▶ _Aufgaben_:
a: Nenne alle Bereiche, zwischen denen die Porträtaufnahmen laut der Besprechung von Bill Frisells Album „Disfarmer“ heute als Kulturerbe eingeordnet werden.
b: Bearbeite einen Abschnitt der Besprechung von Bill Frisells Album „Disfarmer“. Gib ihn beginnend mit „Man zeigte sich“ und endend mit „Jahre lange zurückliegen?“ wieder und ersetze darin „Rentenalter“ durch „Ruhestandsalter“.
c: Setze die Besprechung von Bill Frisells Album „Disfarmer“ im gleichen Ton nach ihrem letzten Satz fort.

▶ _Quelltext_:
····················
Bill Frisell – Disfarmer (2009)

Man zeigte sich hier gelegentlich enttäuscht davon, dass Bill Frisell in den letzten Jahren etwas gemütlich geworden ist. Das ist nicht von der Hand zu weisen und so sehr mich BF früher fasziniert hatte, so hatte ich seit fast 10 Jahren auch nicht mehr das Bedürfnis, eine neue BF-Platte zu kaufen, mit Ausnahme von „Music Is“ von 2018. Die finde ich auch sehr gut, wenngleich auch nicht sehr überraschend. Da rekapituliert BF sich halt selbst. Aber was erwarte ich von einem Musiker, der schon längst im Rentenalter ist und dessen wilde Jahre lange zurückliegen?

Bei einem Schnäppchen für € 2,00 konnte ich dann aber doch nicht Nein sagen.

Disfarmer ist der Soundtrack zu einer Retrospektive und Filmdoku über den geheimnisvollen amerikanischen Fotografen Mike Disfarmer, der in den 20er – 50er Jahren in seinem Heimatort, einem Kaff in Arkansas, unzählige Porträtaufnahmen von ganz gewöhnlichen Menschen machte. Völlig lakonisch aber ganz genau, so wie sie eben aussahen. Erst in den 70er Jahren wurden diese Aufnahmen „entdeckt“ – heute betrachtet man sie als ein Kulturerbe zwischen Archäologie, Folklore und Kunst.
····················
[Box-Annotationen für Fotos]
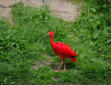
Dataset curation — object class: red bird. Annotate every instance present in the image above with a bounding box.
[40,31,78,72]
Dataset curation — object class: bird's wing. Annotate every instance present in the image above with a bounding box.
[55,42,77,56]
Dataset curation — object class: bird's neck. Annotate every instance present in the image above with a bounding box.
[50,37,54,48]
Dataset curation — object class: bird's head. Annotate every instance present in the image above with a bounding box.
[40,31,55,42]
[48,31,54,37]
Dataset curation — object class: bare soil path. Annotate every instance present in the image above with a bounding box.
[0,0,80,21]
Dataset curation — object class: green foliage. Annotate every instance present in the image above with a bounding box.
[0,0,111,85]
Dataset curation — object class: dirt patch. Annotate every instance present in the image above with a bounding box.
[0,0,80,21]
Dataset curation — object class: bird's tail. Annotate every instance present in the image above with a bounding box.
[70,57,77,62]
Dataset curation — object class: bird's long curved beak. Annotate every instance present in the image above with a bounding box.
[39,34,49,42]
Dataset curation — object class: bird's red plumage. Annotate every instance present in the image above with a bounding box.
[48,31,78,62]
[52,42,77,62]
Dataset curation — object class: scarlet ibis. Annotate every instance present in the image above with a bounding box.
[40,31,78,72]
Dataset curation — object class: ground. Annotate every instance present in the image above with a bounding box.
[0,0,80,21]
[0,0,80,70]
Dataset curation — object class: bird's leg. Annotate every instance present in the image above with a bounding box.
[56,60,63,72]
[64,62,66,71]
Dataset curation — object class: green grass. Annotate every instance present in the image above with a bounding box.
[0,0,111,85]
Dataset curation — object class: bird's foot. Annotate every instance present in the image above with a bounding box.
[55,70,59,72]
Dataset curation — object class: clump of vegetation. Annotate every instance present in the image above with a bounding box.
[0,0,111,85]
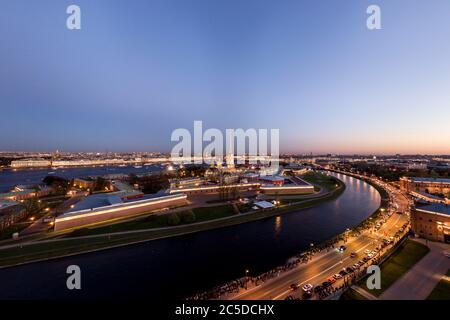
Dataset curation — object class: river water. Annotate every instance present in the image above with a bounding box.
[0,174,381,299]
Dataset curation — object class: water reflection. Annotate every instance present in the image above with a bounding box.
[0,175,380,299]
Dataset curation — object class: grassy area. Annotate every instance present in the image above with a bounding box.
[360,240,430,296]
[339,288,367,300]
[301,171,336,191]
[66,205,235,237]
[0,183,345,266]
[427,270,450,300]
[192,205,236,222]
[0,221,32,240]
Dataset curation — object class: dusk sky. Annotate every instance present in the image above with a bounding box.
[0,0,450,154]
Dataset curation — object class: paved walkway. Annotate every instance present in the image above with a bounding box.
[352,286,378,300]
[380,239,450,300]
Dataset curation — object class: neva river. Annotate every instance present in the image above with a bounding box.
[0,174,381,299]
[0,164,163,193]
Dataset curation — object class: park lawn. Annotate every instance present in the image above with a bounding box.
[192,205,236,222]
[0,221,32,240]
[427,270,450,300]
[361,240,430,296]
[65,205,234,238]
[301,171,337,192]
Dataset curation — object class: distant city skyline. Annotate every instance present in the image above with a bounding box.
[0,0,450,155]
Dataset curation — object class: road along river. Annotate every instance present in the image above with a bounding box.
[0,174,381,299]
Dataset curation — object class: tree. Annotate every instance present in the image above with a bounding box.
[167,213,181,226]
[181,210,196,223]
[94,177,108,191]
[43,176,70,195]
[23,196,40,215]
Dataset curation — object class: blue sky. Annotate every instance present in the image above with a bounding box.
[0,0,450,153]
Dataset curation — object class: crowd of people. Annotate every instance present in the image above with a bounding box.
[188,179,408,300]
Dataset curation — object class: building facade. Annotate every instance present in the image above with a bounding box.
[411,203,450,243]
[400,177,450,195]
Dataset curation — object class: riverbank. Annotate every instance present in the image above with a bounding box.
[0,172,345,267]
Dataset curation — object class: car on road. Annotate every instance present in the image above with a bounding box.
[290,283,300,291]
[314,285,323,293]
[302,283,314,292]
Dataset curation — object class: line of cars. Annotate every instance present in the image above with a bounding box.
[291,232,403,299]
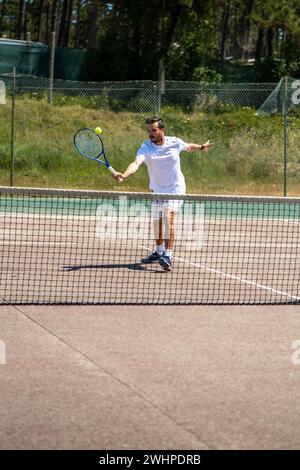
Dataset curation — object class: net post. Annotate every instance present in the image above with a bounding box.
[10,67,16,186]
[48,31,55,104]
[283,77,288,197]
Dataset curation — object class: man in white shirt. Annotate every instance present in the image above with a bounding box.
[115,116,212,271]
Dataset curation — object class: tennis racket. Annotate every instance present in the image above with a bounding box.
[74,128,116,176]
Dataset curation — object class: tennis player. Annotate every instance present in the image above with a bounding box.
[115,116,212,271]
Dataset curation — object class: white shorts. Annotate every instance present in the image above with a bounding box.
[152,199,183,220]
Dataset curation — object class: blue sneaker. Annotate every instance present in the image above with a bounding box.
[159,255,172,271]
[142,251,161,264]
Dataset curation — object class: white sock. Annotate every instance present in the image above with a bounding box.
[155,243,165,255]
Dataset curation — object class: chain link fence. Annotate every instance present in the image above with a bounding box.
[0,75,300,196]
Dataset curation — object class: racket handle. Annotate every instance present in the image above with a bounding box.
[107,166,116,176]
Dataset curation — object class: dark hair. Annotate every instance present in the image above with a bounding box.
[146,116,165,129]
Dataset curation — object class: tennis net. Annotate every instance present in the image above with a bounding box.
[0,187,300,304]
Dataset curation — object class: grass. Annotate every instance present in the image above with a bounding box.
[0,96,300,195]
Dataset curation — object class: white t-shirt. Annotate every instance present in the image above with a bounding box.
[136,137,188,194]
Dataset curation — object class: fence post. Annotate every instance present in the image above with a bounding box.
[283,77,288,197]
[48,31,55,104]
[10,67,16,186]
[157,59,165,114]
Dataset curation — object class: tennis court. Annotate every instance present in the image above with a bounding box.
[0,188,300,304]
[0,188,300,450]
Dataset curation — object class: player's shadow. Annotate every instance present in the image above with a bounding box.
[63,263,145,271]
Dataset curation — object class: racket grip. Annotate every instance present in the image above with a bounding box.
[107,166,116,176]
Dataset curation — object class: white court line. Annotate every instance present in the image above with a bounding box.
[138,245,300,300]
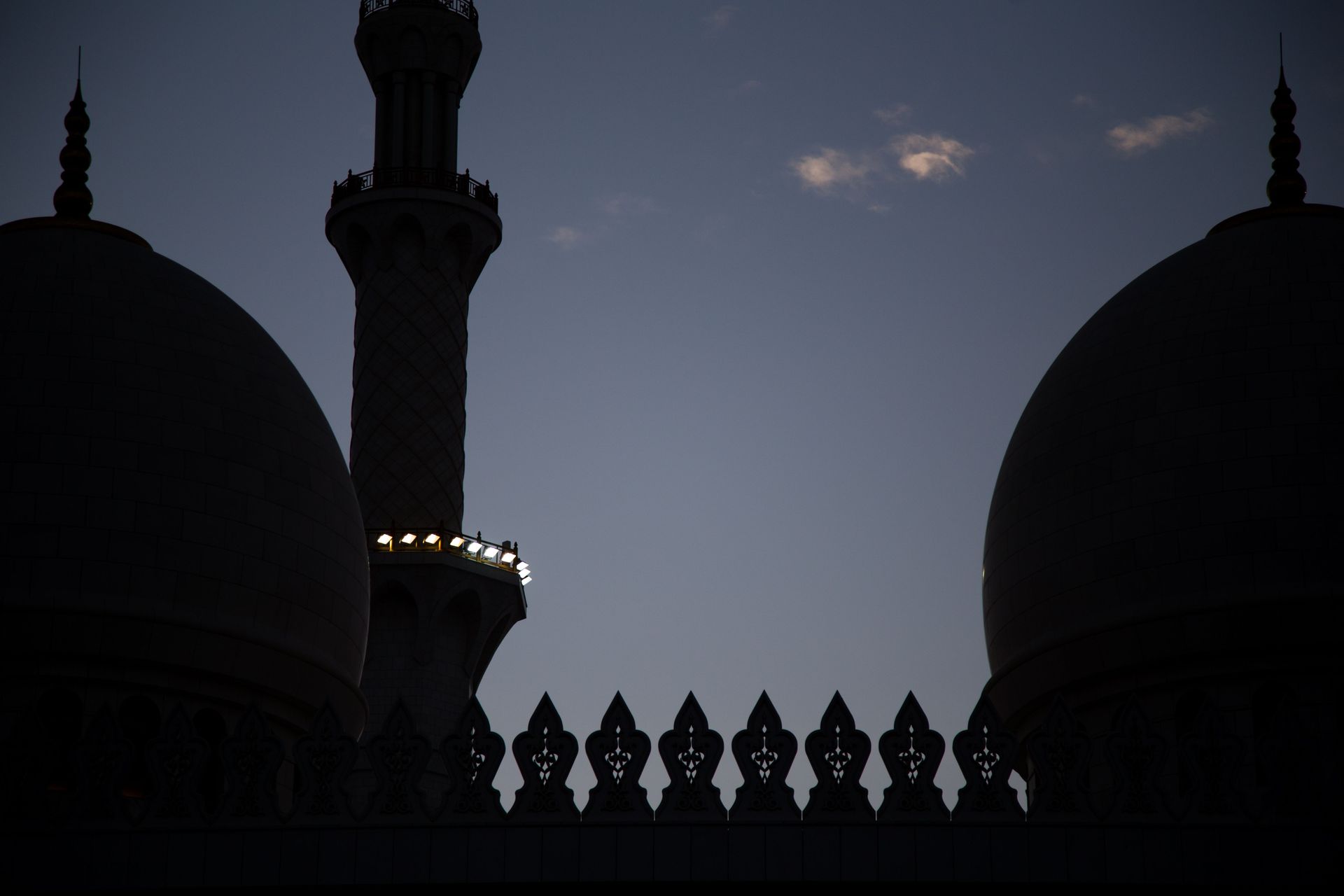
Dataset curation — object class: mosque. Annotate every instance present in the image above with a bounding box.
[0,0,1344,884]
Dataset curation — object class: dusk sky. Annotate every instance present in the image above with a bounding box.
[0,0,1344,806]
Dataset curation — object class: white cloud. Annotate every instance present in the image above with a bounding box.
[887,134,976,180]
[598,193,663,218]
[1106,108,1214,156]
[542,227,584,248]
[789,146,879,192]
[704,6,738,35]
[872,102,910,125]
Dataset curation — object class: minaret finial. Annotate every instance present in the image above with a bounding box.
[51,47,92,219]
[1265,32,1306,208]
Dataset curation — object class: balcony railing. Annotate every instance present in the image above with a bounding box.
[359,0,479,24]
[332,168,500,212]
[365,526,532,586]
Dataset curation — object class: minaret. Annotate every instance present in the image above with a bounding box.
[327,0,527,743]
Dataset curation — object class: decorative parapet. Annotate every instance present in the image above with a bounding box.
[359,0,479,24]
[0,692,1322,829]
[332,167,500,214]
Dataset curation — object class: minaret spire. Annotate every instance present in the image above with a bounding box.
[51,47,92,220]
[1265,34,1306,208]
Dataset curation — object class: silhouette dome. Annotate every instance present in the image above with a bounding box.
[983,206,1344,728]
[0,223,368,731]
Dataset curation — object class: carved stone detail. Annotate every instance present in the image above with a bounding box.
[1027,694,1097,822]
[1180,699,1246,822]
[1105,696,1170,823]
[729,690,801,822]
[583,692,653,823]
[510,693,580,823]
[219,705,285,823]
[441,697,504,822]
[802,690,874,823]
[365,700,430,823]
[141,704,210,826]
[290,704,359,825]
[657,693,729,821]
[878,692,948,822]
[951,697,1024,822]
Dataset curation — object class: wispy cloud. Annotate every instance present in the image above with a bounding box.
[789,146,882,193]
[542,227,586,250]
[704,6,738,35]
[596,193,663,218]
[1106,108,1214,156]
[872,102,910,126]
[888,134,976,180]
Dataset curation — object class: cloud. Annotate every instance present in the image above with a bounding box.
[872,102,910,125]
[1106,108,1214,156]
[887,134,976,180]
[704,6,738,35]
[789,146,879,193]
[598,193,663,218]
[542,227,584,250]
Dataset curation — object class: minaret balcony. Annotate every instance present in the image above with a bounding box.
[359,0,479,23]
[332,166,500,214]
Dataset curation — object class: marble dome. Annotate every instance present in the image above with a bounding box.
[983,206,1344,729]
[0,220,370,734]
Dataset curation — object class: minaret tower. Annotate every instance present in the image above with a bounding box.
[327,0,528,743]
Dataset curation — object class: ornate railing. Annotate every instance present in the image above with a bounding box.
[364,525,532,586]
[332,168,500,212]
[359,0,479,24]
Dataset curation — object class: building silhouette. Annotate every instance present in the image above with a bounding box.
[0,0,1344,887]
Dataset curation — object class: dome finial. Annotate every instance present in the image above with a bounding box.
[51,47,92,219]
[1265,34,1306,207]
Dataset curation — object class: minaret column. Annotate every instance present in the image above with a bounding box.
[327,0,527,743]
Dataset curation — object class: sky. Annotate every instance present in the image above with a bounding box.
[0,0,1344,806]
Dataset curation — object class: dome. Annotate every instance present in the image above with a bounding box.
[0,220,368,734]
[983,206,1344,729]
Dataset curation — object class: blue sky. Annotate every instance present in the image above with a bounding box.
[0,0,1344,805]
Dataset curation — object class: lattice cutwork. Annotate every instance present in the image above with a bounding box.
[657,693,729,821]
[729,690,801,821]
[510,694,580,823]
[583,692,653,823]
[878,692,948,821]
[951,697,1024,821]
[802,690,874,823]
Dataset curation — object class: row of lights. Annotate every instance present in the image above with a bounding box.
[374,532,532,584]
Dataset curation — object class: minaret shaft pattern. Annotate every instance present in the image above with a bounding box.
[327,0,501,531]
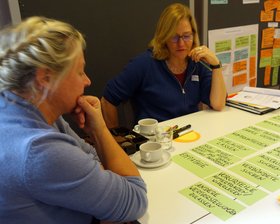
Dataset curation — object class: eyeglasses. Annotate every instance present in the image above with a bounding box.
[171,34,193,43]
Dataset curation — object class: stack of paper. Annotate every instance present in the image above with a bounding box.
[227,87,280,114]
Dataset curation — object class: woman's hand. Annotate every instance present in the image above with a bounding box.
[189,45,220,65]
[74,96,106,133]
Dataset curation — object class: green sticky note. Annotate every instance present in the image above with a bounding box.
[208,137,256,158]
[248,154,280,175]
[180,182,245,221]
[269,115,280,123]
[267,146,280,159]
[215,40,231,53]
[172,152,219,178]
[235,36,249,48]
[192,144,240,167]
[256,120,280,133]
[271,66,279,86]
[259,57,271,68]
[239,126,280,146]
[234,49,249,61]
[226,127,275,150]
[230,162,280,191]
[206,172,267,205]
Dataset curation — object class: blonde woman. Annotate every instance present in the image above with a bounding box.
[101,3,226,128]
[0,17,147,224]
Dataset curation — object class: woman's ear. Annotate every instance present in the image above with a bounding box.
[35,68,51,90]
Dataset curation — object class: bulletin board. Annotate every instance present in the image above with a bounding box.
[208,0,280,87]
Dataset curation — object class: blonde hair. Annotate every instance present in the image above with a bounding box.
[149,3,199,60]
[0,17,85,93]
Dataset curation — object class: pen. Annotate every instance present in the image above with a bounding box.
[173,124,191,139]
[198,61,212,71]
[173,129,193,139]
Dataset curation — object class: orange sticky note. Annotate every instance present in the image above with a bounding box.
[261,10,273,22]
[262,27,275,48]
[263,66,271,86]
[249,57,257,79]
[232,73,247,86]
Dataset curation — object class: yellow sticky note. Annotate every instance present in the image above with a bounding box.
[174,131,200,142]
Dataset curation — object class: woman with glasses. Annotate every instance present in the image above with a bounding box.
[101,3,226,128]
[0,17,147,224]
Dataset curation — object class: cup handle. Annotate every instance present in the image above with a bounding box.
[145,152,151,161]
[133,124,140,133]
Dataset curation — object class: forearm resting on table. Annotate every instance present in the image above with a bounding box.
[210,68,226,111]
[100,97,119,128]
[91,128,140,176]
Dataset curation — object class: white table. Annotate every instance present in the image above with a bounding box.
[139,107,280,224]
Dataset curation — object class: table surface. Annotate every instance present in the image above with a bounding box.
[136,107,280,224]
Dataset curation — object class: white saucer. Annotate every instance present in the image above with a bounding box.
[130,151,171,168]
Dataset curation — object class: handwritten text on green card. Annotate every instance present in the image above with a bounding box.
[208,137,256,158]
[206,172,267,205]
[180,182,245,221]
[230,162,280,191]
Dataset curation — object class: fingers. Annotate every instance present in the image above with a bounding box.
[78,96,100,113]
[189,46,218,64]
[189,46,206,62]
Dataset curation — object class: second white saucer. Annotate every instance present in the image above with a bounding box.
[130,151,171,168]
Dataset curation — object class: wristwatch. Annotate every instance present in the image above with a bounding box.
[209,61,222,70]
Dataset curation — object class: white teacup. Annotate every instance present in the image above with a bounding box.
[139,142,163,163]
[156,126,173,150]
[134,118,158,135]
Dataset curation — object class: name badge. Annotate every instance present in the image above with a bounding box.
[192,75,199,82]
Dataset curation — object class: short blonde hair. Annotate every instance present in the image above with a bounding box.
[0,16,85,93]
[149,3,199,60]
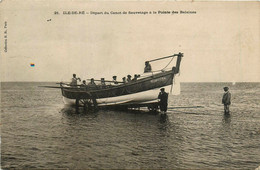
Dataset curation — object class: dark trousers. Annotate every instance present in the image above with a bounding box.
[224,104,229,113]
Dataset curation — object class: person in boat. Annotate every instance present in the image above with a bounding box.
····················
▶ _Schriftliche Antworten_:
a: Archäologie, Folklore und Kunst.

b:
Man zeigte sich hier gelegentlich enttäuscht davon, dass Bill Frisell in den letzten Jahren etwas gemütlich geworden ist. Das ist nicht von der Hand zu weisen und so sehr mich BF früher fasziniert hatte, so hatte ich seit fast 10 Jahren auch nicht mehr das Bedürfnis, eine neue BF-Platte zu kaufen, mit Ausnahme von „Music Is“ von 2018. Die finde ich auch sehr gut, wenngleich auch nicht sehr überraschend. Da rekapituliert BF sich halt selbst. Aber was erwarte ich von einem Musiker, der schon längst im Ruhestandsalter ist und dessen wilde Jahre lange zurückliegen?

c:
Bill Frisells Soundtrack (mit git, steel guitar + mandolin, violin und bass) besteht aus – ich sag mal: 26 musikalischen Athmosphären. Das bedient sich aus dem Fundus von Country und Folk, eine der wenigen Fremdkompositionen „That‘s All Right, Mama“ kratzt auch mal am frühen Rock‘n‘Roll. Das klingt nostalgisch, mal naiv, mal komisch, mal verträumt, mal tieftraurig, mal unheimlich und bitter – wohl so, wie die Menschen waren, die Disfarmer fotografierte. Man bekommt ein Gefühl von ihrer kleinen Welt und großen Träumen, dem Staub von Arkansas, den kauzigen Nachbarn, den gruseligen Verwandten, der Hornhaut an ihren Händen und dem Bedürfnis, am Freitagabend einen draufzumachen und am nächsten Tag bitterlich bereuend verkatert aufzuwachen.

Keine Musik, die sich aufdrängt. Das soll sie wohl auch nicht als Begleitung der Retrospektive. Habe ich in den letzen Wochen gerne nebenher gehört. Aber dann und wann gibt es Momente, wo ich aufhorche und denke „Puuh, das ist lustig, das ist tieftraurig und das ist unheimlich schön!“

Auch Disfarmer ist bei Bill Frisell nicht überraschend. Eher reif, würde ich sagen, und das passt dann ja auch für einen Mann im Rentenalter – auch wenn er 2009 noch etwas davor stand.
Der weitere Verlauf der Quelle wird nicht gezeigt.